(Photo object pointing entries)
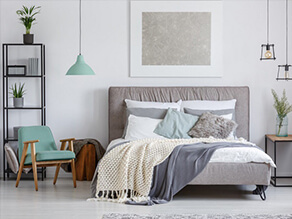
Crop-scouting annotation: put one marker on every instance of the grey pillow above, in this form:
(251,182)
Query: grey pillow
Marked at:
(215,112)
(212,125)
(152,113)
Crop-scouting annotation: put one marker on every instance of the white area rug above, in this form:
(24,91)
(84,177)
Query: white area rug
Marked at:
(196,216)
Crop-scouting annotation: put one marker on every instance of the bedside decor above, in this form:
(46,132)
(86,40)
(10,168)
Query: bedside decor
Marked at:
(284,69)
(18,94)
(80,67)
(27,18)
(282,107)
(176,39)
(268,51)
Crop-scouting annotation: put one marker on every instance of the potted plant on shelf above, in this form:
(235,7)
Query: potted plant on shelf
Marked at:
(27,17)
(18,93)
(282,107)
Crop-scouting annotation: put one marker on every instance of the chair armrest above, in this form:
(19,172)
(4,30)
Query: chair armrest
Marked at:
(68,139)
(30,142)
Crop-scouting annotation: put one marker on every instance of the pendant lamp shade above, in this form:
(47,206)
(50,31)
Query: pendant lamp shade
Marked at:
(80,67)
(268,50)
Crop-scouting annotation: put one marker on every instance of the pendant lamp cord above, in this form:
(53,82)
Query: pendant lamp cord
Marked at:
(79,27)
(268,21)
(287,32)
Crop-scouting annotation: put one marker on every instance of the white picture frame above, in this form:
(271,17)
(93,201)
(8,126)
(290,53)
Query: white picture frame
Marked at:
(214,69)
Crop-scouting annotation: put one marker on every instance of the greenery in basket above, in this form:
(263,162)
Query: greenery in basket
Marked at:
(17,92)
(282,107)
(27,16)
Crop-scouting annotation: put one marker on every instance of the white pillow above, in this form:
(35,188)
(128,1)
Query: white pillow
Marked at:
(141,127)
(159,105)
(208,104)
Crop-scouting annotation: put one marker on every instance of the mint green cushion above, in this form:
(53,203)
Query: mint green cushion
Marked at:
(41,133)
(50,155)
(176,124)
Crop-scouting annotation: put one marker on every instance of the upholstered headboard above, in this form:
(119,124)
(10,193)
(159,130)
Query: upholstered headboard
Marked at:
(117,105)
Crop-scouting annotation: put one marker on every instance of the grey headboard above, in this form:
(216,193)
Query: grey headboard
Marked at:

▸ Written instruction
Rewrite the entries from the line with "cord above, in" through the end of the entries, keeping the requests. Reduce every coordinate in the marked points by 6, and leave the coordinates in the requests and their format samples unchanged.

▸ Solution for this problem
Crop-scouting annotation: put one marker on every instance of the pendant lamp cord above, in this form:
(53,82)
Query: pendant lamp cord
Marked at:
(73,21)
(262,15)
(281,26)
Crop-scouting annotation: put one marker on every instance of the white picture frame above, in this form:
(271,17)
(93,201)
(8,126)
(290,53)
Query: white picture frame
Marked at:
(208,63)
Crop-scouting annotation: put one marker on every instance of the greenery in basket above, in this form:
(263,162)
Query: greenery in basket
Marked at:
(11,86)
(276,101)
(21,10)
Crop-scouting annotation: put one marker on every instance of the white pillow above, in this form:
(35,188)
(128,1)
Query: white pillow
Marked at:
(135,121)
(153,99)
(202,98)
Crop-scouting annotation: put one marker on every instance of the mint green cushion above, in this form:
(53,203)
Query: mint green cushion
Marked at:
(35,127)
(44,149)
(170,118)
Crop-scouting annotation: put one marker on every instance of the upholstered headboard above, in this form:
(119,124)
(10,193)
(159,130)
Query: upholstered headboard
Marked at:
(111,99)
Crop-scouting annotation: put one marker on every instance of the grey headboard above, in this form:
(216,193)
Query: grey headboard
Marked at:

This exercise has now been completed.